** Given exercise 1 **
Locate every line in the records that contains the word "paddle" and copy each of those lines.

** Text extract **
· · · · · · ·

I can’t say what O’Hagan had in mind, but the reasons I have to be skeptical of results involving Bayesian model averaging are that model averaging makes sense only if you’ve been very, very careful in setting up the models, and you’ve also been very, very careful in specifying the prior distributions these models use for their parameters. For some problems, being very, very careful may be beyond the capacity of human intellect.
Regarding the models: For complex problems, it may be the none of the models you have defined represent the real phenomenon well, even approximately. But the posterior model probabilities used in Bayesian model averaging assume that the true model is among those being considered.
If that’s true (and the models have reasonable priors over their parameters), then model averaging—and it’s limit of model selection when the posterior probability of one model is close to one—is a sensible thing to do. That’s because the true model is always the best one to use, regardless of your purpose in doing inference.
However, if you’re actually using a set of models that are all grossly inadequate, then which of these terrible models is best to use (or what weights it’s best to average them with) depends on your purpose. For example, with non-linear regression models relating y to x, you might be interested in predicting y at new values of x that are negative, or in predicting y at new values of x that are positive. If you’ve got the true model, it’s good for both positive and negative x. But if all you’ve got are bad models, it may be that the one that’s best for negative x is not the same as the one that’s best for positive x. Bayesian model averaging takes no account of your purpose, and so can’t possibly do the right thing when none of the models are good.

· · · · · · ·

** Exercise data **
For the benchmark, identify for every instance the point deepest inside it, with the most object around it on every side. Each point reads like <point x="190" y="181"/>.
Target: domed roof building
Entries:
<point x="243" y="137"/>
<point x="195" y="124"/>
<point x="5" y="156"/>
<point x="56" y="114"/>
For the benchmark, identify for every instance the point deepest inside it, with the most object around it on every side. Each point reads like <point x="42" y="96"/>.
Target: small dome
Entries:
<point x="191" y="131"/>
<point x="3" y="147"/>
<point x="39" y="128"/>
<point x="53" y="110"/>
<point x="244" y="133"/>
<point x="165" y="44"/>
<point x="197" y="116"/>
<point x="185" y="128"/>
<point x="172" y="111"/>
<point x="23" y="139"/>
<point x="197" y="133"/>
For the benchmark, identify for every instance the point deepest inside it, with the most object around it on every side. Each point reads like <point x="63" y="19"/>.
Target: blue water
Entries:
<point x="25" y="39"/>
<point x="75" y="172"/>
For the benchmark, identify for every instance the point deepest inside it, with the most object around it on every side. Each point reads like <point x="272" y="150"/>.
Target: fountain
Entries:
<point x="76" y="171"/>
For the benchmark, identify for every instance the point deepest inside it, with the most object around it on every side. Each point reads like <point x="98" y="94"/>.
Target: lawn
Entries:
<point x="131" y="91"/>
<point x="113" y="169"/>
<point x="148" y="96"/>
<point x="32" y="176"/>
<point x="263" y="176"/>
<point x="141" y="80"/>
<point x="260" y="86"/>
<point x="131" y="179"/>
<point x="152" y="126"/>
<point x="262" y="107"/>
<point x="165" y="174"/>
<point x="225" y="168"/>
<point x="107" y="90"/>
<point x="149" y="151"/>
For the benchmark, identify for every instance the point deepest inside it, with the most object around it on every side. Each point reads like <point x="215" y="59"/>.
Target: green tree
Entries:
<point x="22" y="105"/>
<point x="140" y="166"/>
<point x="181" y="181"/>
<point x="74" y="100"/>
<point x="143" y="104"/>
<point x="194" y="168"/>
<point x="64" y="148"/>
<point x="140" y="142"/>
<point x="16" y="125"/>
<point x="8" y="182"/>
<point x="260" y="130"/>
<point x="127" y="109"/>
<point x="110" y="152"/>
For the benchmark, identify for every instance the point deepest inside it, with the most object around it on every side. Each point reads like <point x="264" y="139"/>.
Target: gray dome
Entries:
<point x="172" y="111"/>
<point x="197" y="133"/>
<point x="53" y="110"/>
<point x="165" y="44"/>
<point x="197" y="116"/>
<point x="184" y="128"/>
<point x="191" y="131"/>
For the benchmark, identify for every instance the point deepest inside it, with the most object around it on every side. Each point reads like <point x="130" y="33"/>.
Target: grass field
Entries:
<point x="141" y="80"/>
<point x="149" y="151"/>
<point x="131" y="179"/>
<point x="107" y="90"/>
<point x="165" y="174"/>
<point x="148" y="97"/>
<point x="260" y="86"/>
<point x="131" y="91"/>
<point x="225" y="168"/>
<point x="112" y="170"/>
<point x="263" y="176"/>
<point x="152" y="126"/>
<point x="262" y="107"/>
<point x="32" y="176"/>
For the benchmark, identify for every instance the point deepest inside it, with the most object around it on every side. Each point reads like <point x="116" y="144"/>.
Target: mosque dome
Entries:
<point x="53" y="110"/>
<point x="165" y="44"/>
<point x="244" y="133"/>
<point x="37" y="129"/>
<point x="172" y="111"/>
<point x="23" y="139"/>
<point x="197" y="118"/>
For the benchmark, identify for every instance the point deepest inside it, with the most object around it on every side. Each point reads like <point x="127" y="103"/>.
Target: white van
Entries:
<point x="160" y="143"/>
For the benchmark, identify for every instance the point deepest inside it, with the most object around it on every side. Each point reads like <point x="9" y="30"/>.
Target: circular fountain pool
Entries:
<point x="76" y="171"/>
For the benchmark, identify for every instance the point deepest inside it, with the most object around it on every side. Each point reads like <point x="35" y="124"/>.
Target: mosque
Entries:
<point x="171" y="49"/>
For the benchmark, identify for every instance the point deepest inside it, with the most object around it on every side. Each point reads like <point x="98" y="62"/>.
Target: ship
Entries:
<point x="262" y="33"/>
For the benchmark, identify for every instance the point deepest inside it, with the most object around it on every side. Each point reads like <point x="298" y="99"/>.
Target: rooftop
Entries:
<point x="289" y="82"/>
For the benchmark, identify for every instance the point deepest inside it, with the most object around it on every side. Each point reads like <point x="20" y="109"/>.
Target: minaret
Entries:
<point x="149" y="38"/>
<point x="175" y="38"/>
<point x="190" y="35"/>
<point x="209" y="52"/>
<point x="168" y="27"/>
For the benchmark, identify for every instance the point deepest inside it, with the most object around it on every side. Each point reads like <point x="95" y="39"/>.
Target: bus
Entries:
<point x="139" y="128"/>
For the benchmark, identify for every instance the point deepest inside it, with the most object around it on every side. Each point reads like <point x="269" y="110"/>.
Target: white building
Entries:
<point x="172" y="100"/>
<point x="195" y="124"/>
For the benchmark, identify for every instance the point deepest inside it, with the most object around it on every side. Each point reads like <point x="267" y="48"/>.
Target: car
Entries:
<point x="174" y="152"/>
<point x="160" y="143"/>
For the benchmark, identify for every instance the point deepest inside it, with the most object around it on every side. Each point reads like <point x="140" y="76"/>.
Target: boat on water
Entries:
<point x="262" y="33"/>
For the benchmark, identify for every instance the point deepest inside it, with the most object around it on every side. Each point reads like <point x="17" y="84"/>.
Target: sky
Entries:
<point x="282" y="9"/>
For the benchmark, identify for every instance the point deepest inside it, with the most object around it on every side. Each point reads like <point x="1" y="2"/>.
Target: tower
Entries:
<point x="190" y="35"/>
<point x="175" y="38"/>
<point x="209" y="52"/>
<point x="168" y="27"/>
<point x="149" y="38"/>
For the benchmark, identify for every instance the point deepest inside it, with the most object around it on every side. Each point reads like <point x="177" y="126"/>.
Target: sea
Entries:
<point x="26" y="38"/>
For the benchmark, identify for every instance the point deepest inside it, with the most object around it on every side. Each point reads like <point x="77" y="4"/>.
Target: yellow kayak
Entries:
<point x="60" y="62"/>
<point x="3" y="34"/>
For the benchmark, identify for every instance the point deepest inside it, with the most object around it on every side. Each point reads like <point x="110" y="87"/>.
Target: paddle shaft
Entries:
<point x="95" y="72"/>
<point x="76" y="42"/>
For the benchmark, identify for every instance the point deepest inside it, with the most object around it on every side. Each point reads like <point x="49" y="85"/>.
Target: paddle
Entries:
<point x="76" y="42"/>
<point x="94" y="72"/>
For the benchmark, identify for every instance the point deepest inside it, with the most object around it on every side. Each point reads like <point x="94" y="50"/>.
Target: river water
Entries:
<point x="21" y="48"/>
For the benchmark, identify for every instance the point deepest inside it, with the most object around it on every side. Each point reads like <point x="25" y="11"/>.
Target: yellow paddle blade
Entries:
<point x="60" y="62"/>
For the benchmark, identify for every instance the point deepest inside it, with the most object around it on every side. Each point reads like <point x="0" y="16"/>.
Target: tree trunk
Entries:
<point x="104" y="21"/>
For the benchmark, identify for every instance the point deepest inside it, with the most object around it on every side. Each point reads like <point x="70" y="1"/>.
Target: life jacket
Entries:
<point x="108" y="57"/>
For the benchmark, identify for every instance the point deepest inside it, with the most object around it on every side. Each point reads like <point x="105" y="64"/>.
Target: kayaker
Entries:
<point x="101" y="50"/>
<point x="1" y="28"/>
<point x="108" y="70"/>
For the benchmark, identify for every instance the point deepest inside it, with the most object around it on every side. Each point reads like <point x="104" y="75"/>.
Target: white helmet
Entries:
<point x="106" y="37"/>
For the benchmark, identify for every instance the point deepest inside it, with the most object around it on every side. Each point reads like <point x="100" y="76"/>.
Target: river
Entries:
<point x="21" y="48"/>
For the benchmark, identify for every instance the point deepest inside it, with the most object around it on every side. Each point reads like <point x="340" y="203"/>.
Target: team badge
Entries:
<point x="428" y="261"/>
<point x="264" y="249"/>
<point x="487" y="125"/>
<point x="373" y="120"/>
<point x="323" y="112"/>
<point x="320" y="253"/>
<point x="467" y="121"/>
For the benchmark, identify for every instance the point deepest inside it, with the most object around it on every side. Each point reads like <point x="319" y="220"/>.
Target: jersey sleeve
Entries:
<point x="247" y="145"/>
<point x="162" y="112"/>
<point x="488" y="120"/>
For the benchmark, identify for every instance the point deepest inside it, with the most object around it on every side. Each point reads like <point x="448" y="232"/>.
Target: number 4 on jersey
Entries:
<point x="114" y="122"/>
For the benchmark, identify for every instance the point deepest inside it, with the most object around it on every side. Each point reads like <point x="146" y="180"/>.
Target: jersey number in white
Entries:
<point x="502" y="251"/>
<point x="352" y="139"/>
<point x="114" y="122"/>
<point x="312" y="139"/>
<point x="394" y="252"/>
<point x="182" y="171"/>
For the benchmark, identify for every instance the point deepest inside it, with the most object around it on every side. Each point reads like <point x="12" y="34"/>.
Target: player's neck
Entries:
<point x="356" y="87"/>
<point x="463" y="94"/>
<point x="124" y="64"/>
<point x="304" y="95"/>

· · · · · · ·

** Given exercise 2 **
Quote each sentence in the comment on Bayesian model averaging that contains the phrase "true model".

** Complete output 1 **
Target: paddle shaft
Target: paddle
Target: yellow paddle blade

** Complete output 2 **
- But the posterior model probabilities used in Bayesian model averaging assume that the true model is among those being considered.
- That’s because the true model is always the best one to use, regardless of your purpose in doing inference.
- If you’ve got the true model, it’s good for both positive and negative x.